= PASSAGE =

▼▼▼

These civilisations were predominantly rural but were governed with powerful pre-capitalist centralised political authority. The central governments regulated production, trade, and famine relief across huge geographical areas. In China, large engineering works and the management of water supplies from the Himalayas were essential parts of the function of central government. China had long period of peace compared to European feudal societies. One of the most likely explanations for this was that the central government was generally accepted across divergent languages and religions in China,
The rituals and opulence of emperors and courts dazzled visiting Europeans. Behind these facades of accumulated wealth and court procedures, however, lay a history of ‘good governance’ in China which seemed to have met the expectations of rulers and people alike. Huge efforts were made over centuries to secure the populace against the ravages of drought and famine; these were later dismantled by colonising Europeans.
Although China had developed technology hundreds, perhaps thousands, of years before Europe, change in the country never became systematic. The transformative technologies in Europe and then North America, accompanied by new colonial enterprises, led Europe down a path of regular measurable change never before encountered anywhere else in the world. Europe was on the brink of measurable change by 1800. By then, change was sufficiently regular that every student of economics would know the first major economic text by Adam Smith.

▲▲▲

= SHORT EXERCISE =
Name every activity that the passage says central governments regulated across huge geographical areas.

= Segmentation data =
▼▼▼

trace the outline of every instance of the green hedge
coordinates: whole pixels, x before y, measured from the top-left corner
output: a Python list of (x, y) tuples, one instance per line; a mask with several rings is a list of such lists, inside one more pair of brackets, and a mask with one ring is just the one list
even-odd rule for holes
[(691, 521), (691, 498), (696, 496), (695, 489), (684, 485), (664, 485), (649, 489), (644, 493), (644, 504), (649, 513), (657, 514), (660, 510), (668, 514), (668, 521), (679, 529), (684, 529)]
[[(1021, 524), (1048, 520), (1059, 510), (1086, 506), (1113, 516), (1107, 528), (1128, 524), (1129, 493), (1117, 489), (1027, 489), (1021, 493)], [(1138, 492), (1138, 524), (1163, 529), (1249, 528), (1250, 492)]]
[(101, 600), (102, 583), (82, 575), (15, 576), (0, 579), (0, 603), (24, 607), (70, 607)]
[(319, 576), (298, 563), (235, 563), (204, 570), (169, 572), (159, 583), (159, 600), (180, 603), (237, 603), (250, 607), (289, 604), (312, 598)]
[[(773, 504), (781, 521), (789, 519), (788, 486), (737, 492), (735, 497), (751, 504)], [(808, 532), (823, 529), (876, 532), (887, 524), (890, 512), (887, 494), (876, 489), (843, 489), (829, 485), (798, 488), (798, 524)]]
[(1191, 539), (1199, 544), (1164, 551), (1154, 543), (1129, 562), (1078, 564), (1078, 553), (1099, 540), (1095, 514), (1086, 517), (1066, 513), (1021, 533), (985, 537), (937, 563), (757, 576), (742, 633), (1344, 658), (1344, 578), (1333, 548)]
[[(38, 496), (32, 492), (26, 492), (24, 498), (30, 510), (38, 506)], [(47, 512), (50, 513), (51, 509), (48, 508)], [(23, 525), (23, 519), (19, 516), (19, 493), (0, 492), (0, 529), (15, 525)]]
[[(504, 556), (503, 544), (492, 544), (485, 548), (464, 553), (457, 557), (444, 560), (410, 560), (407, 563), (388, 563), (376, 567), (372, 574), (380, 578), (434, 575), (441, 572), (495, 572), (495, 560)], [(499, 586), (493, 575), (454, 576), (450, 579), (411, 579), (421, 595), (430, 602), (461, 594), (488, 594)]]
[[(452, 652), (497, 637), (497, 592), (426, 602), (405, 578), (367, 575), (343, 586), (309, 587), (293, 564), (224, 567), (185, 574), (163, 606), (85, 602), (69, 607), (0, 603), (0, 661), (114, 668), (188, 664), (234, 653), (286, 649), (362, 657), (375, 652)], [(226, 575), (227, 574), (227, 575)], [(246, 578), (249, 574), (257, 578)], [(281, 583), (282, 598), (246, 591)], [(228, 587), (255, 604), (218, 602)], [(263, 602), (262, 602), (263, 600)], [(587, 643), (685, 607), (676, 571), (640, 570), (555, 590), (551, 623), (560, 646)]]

▲▲▲

= SOLUTION TO THE EXERCISE =
Production, trade, and famine relief.